◆ DIRECTIONS
A faithful, complete transcript of the entries below, without pictures, should be returned.

◆ GIVEN DATA
· · · · ·
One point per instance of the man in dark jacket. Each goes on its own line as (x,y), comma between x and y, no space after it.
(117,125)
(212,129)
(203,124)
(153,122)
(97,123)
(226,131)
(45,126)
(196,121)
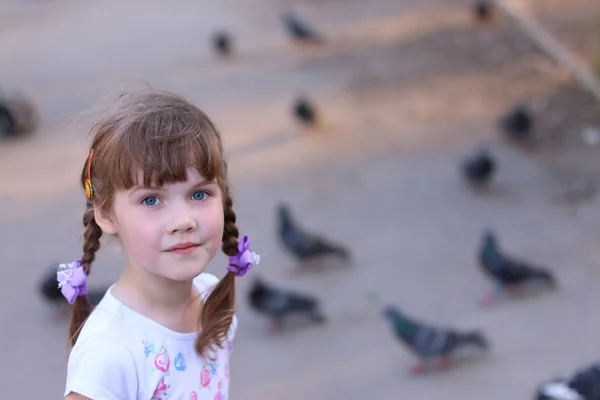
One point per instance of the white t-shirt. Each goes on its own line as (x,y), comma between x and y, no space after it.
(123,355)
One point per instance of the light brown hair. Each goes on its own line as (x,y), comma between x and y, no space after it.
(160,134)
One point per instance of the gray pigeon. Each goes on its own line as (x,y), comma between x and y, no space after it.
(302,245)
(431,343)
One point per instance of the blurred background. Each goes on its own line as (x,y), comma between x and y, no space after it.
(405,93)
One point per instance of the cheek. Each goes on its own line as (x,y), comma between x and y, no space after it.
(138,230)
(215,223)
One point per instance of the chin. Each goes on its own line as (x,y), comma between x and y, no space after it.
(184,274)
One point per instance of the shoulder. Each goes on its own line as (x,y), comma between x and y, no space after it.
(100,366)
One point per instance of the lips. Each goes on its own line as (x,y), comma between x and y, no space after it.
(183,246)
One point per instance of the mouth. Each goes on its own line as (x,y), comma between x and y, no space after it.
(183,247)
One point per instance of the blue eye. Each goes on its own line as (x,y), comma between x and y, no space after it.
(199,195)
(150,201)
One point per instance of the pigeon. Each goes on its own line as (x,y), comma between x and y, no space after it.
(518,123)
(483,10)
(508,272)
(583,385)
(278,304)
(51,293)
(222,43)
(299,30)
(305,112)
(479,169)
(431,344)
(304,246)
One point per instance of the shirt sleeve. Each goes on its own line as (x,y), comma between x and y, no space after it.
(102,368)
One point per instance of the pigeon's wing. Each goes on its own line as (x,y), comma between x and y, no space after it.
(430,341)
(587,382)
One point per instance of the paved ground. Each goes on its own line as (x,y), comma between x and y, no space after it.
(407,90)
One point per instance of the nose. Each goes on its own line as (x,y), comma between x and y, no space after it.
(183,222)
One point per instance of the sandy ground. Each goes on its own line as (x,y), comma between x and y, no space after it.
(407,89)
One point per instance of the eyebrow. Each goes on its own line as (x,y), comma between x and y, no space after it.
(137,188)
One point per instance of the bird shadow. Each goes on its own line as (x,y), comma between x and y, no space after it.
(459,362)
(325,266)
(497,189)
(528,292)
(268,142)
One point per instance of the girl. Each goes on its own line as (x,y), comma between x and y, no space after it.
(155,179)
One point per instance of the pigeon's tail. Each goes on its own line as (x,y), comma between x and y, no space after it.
· · · · ·
◆ ANSWER TO THIS PROBLEM
One point per instance of the man in dark jacket. Each goes on its own line as (x,y), comma between x and y, no space after it.
(117,125)
(212,129)
(203,124)
(153,122)
(97,123)
(226,131)
(45,126)
(196,121)
One point per instance of the white t-shirt. Each goes on its own line as (x,y), comma between x and y, no space after it.
(123,355)
One point per instance of the light brown hair. Each goes on its own line as (x,y), comma between x and y, no space after it.
(160,134)
One point per instance of the gray pigeon. Each goes on its own line as (x,y), comma between x and y, no space after it.
(302,245)
(431,343)
One point per instance of the blurred background. Each goes on its own line as (x,y), comma between x and y, no space after it.
(405,93)
One point per instance of the cheek. Each goes on its own line as (x,y), comma between x and y, no space after it.
(138,230)
(215,223)
One point per instance of the chin. Each goes on its own line as (x,y), comma between x and y, no space after it.
(184,274)
One point per instance of the shoulder. Each goes on its own line as (x,y), comma between x and y, no space after it.
(100,366)
One point per instance of the lips. Each goes on its own line as (x,y), comma between x and y, no space after it.
(183,246)
One point per instance of the mouth. Each goes on its own line as (x,y), comma between x and y, no space after it.
(183,247)
One point per instance of the blue eye. Each goes on its own line as (x,y), comma between x and y, no space after it.
(199,195)
(150,201)
One point per instance of the pigeon. Each goes on its own line as (x,y), comma between x and y, no space after it.
(518,123)
(483,10)
(508,272)
(583,385)
(278,304)
(51,293)
(222,43)
(299,30)
(305,112)
(479,169)
(431,344)
(304,246)
One point per instance of the shirt sleeve. Each goes on its own line as (x,y), comma between x and y, no space after it.
(102,368)
One point per instance of the pigeon's wing. Each goes on its own line as (x,y), comma between x and y, no space after it.
(430,341)
(587,382)
One point per instance of the paved ground. Each goes on its own line as (x,y), comma between x and y, no space after it.
(407,90)
One point per instance of the nose. Each goes on its own line as (x,y), comma between x and y, no space after it.
(183,222)
One point per instance of the sandy ground. Each goes on its own line as (x,y), comma between x and y, no space after it.
(407,89)
One point per instance of the eyebrow. Each goes on its own line as (x,y), comma between x and y, no space after it.
(137,188)
One point per instance of the bird shadow. Each goes on its own line as (x,y), comma between x and y, no space after it.
(459,362)
(325,266)
(497,189)
(528,292)
(268,142)
One point per instance of the girl. Each goes on its own line as (x,y), comma between x and y, no space after it.
(155,179)
One point per instance of the pigeon's tail. Each goes on its own line as (x,y), comma between x and y, no space after it.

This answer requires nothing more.